Work instructions: Write out every line of the data below without changing a word.

Records provided:
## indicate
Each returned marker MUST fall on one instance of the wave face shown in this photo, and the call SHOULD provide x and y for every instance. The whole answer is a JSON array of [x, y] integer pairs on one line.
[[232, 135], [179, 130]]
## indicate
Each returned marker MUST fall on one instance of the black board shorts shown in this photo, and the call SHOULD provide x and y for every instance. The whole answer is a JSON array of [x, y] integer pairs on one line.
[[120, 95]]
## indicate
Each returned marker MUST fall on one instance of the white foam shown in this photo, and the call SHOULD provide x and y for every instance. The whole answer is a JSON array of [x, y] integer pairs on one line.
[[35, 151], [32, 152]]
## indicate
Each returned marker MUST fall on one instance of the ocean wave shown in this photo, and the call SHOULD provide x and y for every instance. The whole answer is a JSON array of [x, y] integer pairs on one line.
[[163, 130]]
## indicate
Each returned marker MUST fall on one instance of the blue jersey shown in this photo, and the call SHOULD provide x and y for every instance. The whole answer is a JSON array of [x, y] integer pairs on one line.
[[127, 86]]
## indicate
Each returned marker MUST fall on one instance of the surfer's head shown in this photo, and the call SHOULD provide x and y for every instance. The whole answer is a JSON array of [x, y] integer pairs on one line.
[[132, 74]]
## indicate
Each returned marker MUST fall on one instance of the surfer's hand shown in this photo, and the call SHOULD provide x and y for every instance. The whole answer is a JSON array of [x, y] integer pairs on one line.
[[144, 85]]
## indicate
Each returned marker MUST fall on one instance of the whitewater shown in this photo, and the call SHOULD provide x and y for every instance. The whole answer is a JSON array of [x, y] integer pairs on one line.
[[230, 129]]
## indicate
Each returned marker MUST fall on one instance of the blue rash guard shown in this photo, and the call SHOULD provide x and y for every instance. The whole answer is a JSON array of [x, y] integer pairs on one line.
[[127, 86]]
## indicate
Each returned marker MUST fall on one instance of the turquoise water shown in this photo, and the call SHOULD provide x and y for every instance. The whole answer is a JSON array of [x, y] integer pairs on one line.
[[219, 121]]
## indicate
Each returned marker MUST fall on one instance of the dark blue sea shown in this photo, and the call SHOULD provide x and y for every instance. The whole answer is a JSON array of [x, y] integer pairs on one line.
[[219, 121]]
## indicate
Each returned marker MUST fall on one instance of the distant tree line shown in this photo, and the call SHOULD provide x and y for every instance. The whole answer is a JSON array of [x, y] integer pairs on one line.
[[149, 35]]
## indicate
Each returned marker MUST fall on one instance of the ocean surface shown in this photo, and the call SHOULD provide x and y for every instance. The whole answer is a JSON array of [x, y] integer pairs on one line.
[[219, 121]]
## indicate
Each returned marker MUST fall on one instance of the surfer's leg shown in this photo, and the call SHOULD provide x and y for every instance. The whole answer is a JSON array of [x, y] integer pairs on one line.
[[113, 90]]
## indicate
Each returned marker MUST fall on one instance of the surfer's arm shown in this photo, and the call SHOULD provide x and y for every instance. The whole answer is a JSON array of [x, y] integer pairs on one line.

Task solution:
## indicate
Each returned marker MUST fall on one instance of the wave face shown in this photo, and the call SHOULD provide x and y for every instance. The whole answer is a JSON array of [x, y] integer pairs on one line.
[[232, 135], [179, 130]]
## indicate
Each returned marker MUST fall on one instance of the black board shorts shown in this photo, and the call SHOULD provide x and y for every instance. The whole answer is a JSON array of [x, y] integer pairs on one line.
[[120, 95]]
## indicate
Each returned marker MUST fall on one instance of the white foam shown in this photo, and the call SHOULD provide x and y for every instance. The whole answer is a JSON array of [x, y] integer pairs on one line.
[[35, 151], [32, 152]]
## indicate
Each returned marker MUST fall on one instance of the ocean wave shown in this photo, and the call SHOULD provide x and y for every instance. The whole answer is a JSON array of [x, y] integer pairs on one line.
[[163, 130]]
## indicate
Each returned marker MUST fall on one instance of the blue jersey shown in this photo, and the call SHOULD provide x and y for every instance. The whole answer is a JSON array of [x, y] integer pairs on one line.
[[127, 86]]
## indicate
Each returned marker MUST fall on one instance of the surfer's head shown in this photo, and the call SHOULD provide x and y for every instance. The whole answer is a JSON array of [x, y] integer pairs on one line.
[[132, 74]]
## indicate
Each returned marker MUST fall on one instance of the surfer's hand shown in this photo, and the call SHOULD provide x and y for every instance. The whole answer is a JSON array of [x, y] integer pairs on one line.
[[144, 85]]
## indicate
Each returned marker MUST fall on one instance of the whitewater shown in this photo, and the call SHOULD provide x and y for every instance. The whole answer is a JSON array of [x, y] integer pairs on one line.
[[230, 129]]
## indicate
Each returned marker MUST fall on one instance of the blue rash guard shown in this photo, and the call SHOULD provide x and y for every instance. The whole answer is a JSON array of [x, y] integer pairs on one line.
[[127, 86]]
## indicate
Each returned marker MUST fall on one instance of the turquoise water shown in this photo, and the call SHOULD provide x and y for every instance. The whole answer is a JSON array of [x, y] integer pairs on one line.
[[219, 121]]
## indicate
Each returned marker MUST fall on one instance of the dark blue sea shown in this photo, and the call SHOULD provide x and y for every instance. The whole answer is a JSON array of [x, y] integer pairs on one line.
[[219, 121]]
## indicate
Each returned marker MUST fall on one instance of the distant tree line shown in this photo, and the call SHOULD provide x and y for every instance. The whole answer is a JSON array of [x, y] integer pairs on one line.
[[149, 35]]
## indicate
Each returned marker MUST fall on one instance of the ocean surface shown in this photo, and the call SHOULD provide x and y for every instance. The whole answer is a JSON array of [x, y] integer pairs on one line.
[[219, 121]]
## indicate
Each returned marker MUST fall on one instance of the surfer's leg shown in this photo, and the call SHOULD provide x and y for every instance. The whole answer is a JSON array of [x, y] integer pairs on one line.
[[113, 90]]
## indicate
Each returned marker MUST fall on one instance of the surfer's arm shown in this photo, and the call SHOULD provide x and y for every instance. The whole answer is a JSON array of [x, y] integer pairs on one line.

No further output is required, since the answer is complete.